**TASK PROMPT:**
The entries need to be copied exactly.

[Dataset entries]
========
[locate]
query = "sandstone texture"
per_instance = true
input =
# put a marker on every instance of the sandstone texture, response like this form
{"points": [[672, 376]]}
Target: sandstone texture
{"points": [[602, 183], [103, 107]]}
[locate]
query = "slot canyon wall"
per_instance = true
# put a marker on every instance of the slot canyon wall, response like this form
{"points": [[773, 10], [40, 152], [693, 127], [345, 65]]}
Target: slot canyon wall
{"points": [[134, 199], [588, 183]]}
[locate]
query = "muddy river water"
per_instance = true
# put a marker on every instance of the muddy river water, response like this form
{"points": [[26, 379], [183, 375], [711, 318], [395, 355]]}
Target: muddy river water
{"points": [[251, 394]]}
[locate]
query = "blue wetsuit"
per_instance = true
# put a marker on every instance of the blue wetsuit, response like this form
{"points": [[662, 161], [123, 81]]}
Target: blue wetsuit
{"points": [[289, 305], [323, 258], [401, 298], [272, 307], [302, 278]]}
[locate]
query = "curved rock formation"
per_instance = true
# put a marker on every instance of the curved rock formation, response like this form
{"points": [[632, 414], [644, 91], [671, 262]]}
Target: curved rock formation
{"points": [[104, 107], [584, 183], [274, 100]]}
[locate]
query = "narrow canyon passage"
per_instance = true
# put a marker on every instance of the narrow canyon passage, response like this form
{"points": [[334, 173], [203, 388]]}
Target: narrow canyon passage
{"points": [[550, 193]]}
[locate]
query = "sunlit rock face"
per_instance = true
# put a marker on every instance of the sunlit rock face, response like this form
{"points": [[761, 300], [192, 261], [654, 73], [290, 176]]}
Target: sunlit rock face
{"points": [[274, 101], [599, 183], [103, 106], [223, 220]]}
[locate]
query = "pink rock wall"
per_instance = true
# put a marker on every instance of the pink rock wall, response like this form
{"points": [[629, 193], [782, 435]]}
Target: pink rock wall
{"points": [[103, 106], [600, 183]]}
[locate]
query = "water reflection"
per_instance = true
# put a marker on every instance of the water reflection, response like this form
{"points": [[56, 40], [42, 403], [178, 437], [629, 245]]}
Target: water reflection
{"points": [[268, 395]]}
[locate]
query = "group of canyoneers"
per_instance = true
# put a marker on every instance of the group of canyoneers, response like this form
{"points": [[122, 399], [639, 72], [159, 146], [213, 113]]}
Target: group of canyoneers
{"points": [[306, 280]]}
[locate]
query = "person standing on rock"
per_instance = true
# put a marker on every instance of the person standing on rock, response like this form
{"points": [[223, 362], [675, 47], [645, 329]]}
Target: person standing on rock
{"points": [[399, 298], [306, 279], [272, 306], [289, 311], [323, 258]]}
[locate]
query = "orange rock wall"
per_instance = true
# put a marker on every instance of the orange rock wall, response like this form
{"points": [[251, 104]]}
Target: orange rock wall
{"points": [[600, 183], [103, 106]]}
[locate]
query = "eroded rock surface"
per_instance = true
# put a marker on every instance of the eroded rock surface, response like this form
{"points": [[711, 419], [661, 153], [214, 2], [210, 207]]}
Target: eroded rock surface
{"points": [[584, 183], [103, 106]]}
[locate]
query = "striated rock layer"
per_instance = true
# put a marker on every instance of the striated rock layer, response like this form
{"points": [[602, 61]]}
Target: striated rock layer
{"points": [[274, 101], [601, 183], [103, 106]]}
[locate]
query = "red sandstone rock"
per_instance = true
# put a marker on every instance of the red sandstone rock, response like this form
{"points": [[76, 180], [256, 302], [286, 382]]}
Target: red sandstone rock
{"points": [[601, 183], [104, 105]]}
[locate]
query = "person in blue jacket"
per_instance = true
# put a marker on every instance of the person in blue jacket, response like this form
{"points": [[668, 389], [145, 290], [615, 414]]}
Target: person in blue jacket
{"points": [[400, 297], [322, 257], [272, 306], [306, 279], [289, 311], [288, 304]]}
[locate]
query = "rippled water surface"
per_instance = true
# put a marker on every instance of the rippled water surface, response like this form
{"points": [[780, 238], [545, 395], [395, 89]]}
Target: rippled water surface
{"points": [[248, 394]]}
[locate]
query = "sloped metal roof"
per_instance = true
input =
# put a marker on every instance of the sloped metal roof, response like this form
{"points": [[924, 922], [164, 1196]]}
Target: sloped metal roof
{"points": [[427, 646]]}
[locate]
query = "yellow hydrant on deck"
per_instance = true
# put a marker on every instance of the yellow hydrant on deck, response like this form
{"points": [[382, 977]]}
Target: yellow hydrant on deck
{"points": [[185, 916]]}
========
**ANSWER SECTION:**
[locate]
query = "sandstone texture"
per_instance = true
input =
# put a marker on every instance of the sandstone texture, response like this form
{"points": [[672, 376]]}
Target: sandstone texture
{"points": [[602, 183], [103, 107]]}
[locate]
query = "slot canyon wall"
per_instance = true
# put a marker on every instance of the slot canyon wall, response like this form
{"points": [[773, 10], [40, 152], [693, 127], [345, 65]]}
Target: slot canyon wall
{"points": [[134, 199], [588, 183]]}
[locate]
query = "muddy river water"
per_instance = true
# put a marker on every instance of the muddy river water, response like this form
{"points": [[26, 379], [183, 375], [711, 318], [395, 355]]}
Target: muddy river water
{"points": [[251, 394]]}
[locate]
query = "blue wetsuit"
per_instance = true
# put a marker on every instance of the blue wetsuit, response like this form
{"points": [[662, 161], [123, 81]]}
Target: blue wetsuit
{"points": [[289, 305], [323, 258], [401, 298], [272, 307], [302, 278]]}
[locate]
query = "curved rock formation"
per_instance = true
# put a marker on every instance of the curved rock formation, response like this form
{"points": [[632, 414], [644, 91], [671, 262]]}
Target: curved rock formation
{"points": [[104, 107], [584, 183], [274, 100]]}
[locate]
query = "narrow canyon passage"
per_instance = true
# put a marker on every instance of the narrow canyon passage, response like this form
{"points": [[334, 173], [203, 388]]}
Target: narrow canyon passage
{"points": [[550, 193]]}
[locate]
query = "sunlit rock face"
per_instance = true
# put a marker on every instance of the sunlit rock face, response like this form
{"points": [[761, 300], [192, 261], [654, 73], [290, 176]]}
Target: sunlit rock face
{"points": [[274, 101], [599, 183], [103, 106], [223, 220]]}
[locate]
query = "pink rock wall"
per_instance = true
# put a marker on every instance of the pink rock wall, response like this form
{"points": [[629, 193], [782, 435]]}
Target: pink rock wall
{"points": [[103, 106], [600, 183]]}
[locate]
query = "water reflection"
per_instance = true
# put a marker on every instance of the water reflection, response like this form
{"points": [[56, 40], [42, 403], [178, 437], [629, 245]]}
Target: water reflection
{"points": [[268, 395]]}
[locate]
query = "group of canyoneers"
per_instance = true
# put a marker on every instance of the group of canyoneers, response like this form
{"points": [[122, 399], [639, 72], [159, 146], [213, 113]]}
Target: group of canyoneers
{"points": [[306, 280]]}
[locate]
query = "person standing on rock"
per_instance = true
# put a marker on every instance of the person standing on rock, response like this form
{"points": [[223, 362], [675, 47], [645, 329]]}
Target: person standing on rock
{"points": [[399, 298], [306, 279], [272, 306], [289, 311], [323, 258]]}
[locate]
query = "orange rock wall"
per_instance = true
# put a marker on every instance of the orange rock wall, response like this form
{"points": [[251, 104]]}
Target: orange rock wall
{"points": [[600, 183], [103, 106]]}
[locate]
query = "eroded rock surface"
per_instance = true
# put a marker on every instance of the eroded rock surface, response like this form
{"points": [[711, 419], [661, 153], [214, 2], [210, 207]]}
Target: eroded rock surface
{"points": [[584, 183], [103, 106]]}
[locate]
query = "striated rock layer"
per_instance = true
# put a marker on every instance of the striated rock layer, response like this form
{"points": [[602, 61]]}
Target: striated rock layer
{"points": [[274, 101], [601, 183], [103, 106]]}
[locate]
query = "red sandstone rock"
per_instance = true
# put a marker on every instance of the red sandstone rock, response like this form
{"points": [[76, 180], [256, 302], [286, 382]]}
Target: red sandstone rock
{"points": [[601, 183], [104, 105]]}
[locate]
query = "person in blue jacket"
per_instance = true
# put a marker on every instance of the person in blue jacket, response like this form
{"points": [[668, 389], [145, 290], [615, 414]]}
Target: person in blue jacket
{"points": [[400, 297], [322, 257], [272, 306], [306, 279], [289, 311], [288, 304]]}
[locate]
query = "rippled water surface"
per_instance = true
# put a marker on every instance of the rippled water surface, response like this form
{"points": [[780, 238], [545, 395], [395, 89]]}
Target: rippled water surface
{"points": [[248, 394]]}
[locate]
query = "sloped metal roof"
per_instance = true
input =
# put a marker on every instance of the sloped metal roof, response like this form
{"points": [[924, 922], [164, 1196]]}
Target: sloped metal roof
{"points": [[427, 646]]}
[locate]
query = "yellow hydrant on deck"
per_instance = true
# put a marker on every instance of the yellow hydrant on deck, response like this form
{"points": [[382, 977]]}
Target: yellow hydrant on deck
{"points": [[185, 916]]}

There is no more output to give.